LISTED ENTRIES ▸
• • • • • • •

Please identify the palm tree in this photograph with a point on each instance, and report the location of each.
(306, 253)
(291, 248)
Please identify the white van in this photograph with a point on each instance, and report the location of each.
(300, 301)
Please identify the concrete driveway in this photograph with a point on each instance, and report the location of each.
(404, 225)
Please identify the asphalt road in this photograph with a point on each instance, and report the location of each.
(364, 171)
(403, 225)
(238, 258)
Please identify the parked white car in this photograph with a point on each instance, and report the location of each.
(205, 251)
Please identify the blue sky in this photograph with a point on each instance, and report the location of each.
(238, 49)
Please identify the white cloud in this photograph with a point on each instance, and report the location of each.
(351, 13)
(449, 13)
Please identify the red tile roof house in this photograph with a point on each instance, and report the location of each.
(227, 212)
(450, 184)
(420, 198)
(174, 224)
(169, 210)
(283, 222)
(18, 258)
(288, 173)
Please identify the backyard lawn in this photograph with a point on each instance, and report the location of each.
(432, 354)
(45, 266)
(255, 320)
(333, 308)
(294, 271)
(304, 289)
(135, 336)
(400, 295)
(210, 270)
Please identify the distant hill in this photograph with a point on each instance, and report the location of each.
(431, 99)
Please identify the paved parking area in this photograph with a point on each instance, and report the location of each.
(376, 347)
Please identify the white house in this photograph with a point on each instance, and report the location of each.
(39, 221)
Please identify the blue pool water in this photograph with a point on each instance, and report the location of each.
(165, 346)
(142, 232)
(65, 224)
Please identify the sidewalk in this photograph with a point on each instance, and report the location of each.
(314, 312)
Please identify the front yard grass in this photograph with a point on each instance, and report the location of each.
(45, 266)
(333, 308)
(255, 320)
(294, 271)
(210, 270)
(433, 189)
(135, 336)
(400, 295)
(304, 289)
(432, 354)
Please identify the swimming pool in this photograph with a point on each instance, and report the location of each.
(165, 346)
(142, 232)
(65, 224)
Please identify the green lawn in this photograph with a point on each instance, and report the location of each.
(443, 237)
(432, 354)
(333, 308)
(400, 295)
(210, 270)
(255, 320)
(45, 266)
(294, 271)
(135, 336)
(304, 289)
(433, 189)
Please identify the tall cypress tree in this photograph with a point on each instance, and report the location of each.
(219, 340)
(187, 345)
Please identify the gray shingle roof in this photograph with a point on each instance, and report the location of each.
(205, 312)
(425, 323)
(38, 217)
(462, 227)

• • • • • • •

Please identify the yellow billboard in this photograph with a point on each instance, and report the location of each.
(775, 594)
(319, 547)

• • • • • • •

WHAT TO PRODUCE ▸
List every line of the records above that contains the word "lawn", treating uppercase and lowercase letters as different.

WORKED ANSWER ▸
Please identify the backyard lawn in this photograph with a point on each instance, and report the location of each.
Please identify the green lawn in this photograph with a point on each instance, and report the location of each.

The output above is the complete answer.